- [Instructions for the task]: In the data below, find each line that contains the word "points" and copy it.

[Saved entries]
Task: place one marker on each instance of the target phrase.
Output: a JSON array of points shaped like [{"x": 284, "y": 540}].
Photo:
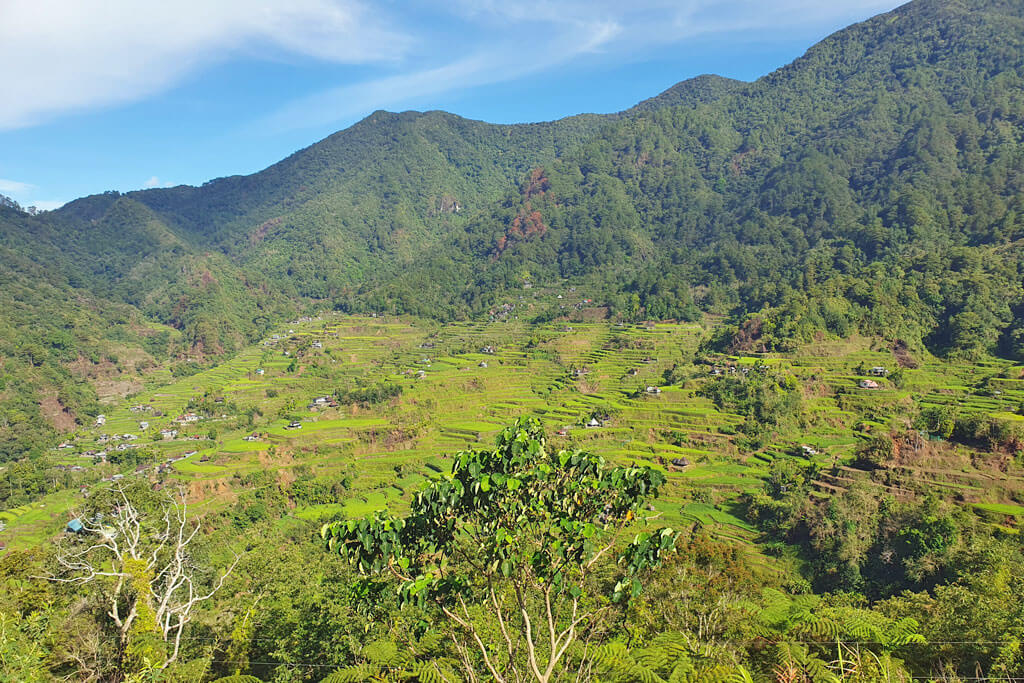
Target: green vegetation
[{"x": 782, "y": 318}]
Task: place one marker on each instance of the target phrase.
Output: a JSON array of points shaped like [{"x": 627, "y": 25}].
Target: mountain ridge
[{"x": 887, "y": 145}]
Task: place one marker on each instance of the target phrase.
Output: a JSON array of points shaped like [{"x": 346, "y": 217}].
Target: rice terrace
[
  {"x": 690, "y": 349},
  {"x": 400, "y": 396}
]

- [Answer to this problem]:
Output: a JSON array of points shaped like [{"x": 284, "y": 540}].
Output: a JSON array of points shaped like [{"x": 627, "y": 25}].
Output: a JSON array of points shaped like [{"x": 346, "y": 217}].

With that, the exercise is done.